YOUR GOAL → Copy out exactly the lines from the one containing "In this exercise you will put a dot on the left" to the end of the records below, both included, and nothing else.

━━━ RECORDS TO PROCESS ━━━

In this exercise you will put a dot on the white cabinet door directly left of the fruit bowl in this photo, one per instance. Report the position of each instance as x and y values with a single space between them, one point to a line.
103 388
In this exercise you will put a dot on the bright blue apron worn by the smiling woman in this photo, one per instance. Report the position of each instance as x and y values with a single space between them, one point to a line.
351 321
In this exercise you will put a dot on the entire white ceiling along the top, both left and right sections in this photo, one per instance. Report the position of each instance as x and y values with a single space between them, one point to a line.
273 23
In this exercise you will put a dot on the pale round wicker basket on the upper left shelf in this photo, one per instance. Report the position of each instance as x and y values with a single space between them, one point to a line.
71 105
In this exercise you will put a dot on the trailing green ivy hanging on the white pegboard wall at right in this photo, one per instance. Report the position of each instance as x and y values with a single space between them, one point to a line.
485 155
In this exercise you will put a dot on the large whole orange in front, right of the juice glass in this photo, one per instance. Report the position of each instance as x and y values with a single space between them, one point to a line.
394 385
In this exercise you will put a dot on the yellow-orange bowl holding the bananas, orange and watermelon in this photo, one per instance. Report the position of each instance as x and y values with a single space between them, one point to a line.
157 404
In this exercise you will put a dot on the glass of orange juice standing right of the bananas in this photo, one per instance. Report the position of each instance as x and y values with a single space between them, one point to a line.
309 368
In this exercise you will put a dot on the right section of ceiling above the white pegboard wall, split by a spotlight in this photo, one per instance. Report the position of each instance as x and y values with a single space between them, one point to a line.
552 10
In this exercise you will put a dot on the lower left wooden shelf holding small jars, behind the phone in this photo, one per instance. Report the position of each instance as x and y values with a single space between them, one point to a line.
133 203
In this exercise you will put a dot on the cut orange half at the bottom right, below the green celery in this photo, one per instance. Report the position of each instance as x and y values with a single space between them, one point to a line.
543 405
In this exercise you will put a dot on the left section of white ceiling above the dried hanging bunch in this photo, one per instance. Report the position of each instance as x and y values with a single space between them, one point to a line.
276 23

━━━

WRITTEN ANSWER →
In this exercise you will put a dot on the left section of white ceiling above the dried hanging bunch in this photo, one per instance. Report the position of each instance as x and y values with a single space between them, one point to a line.
276 23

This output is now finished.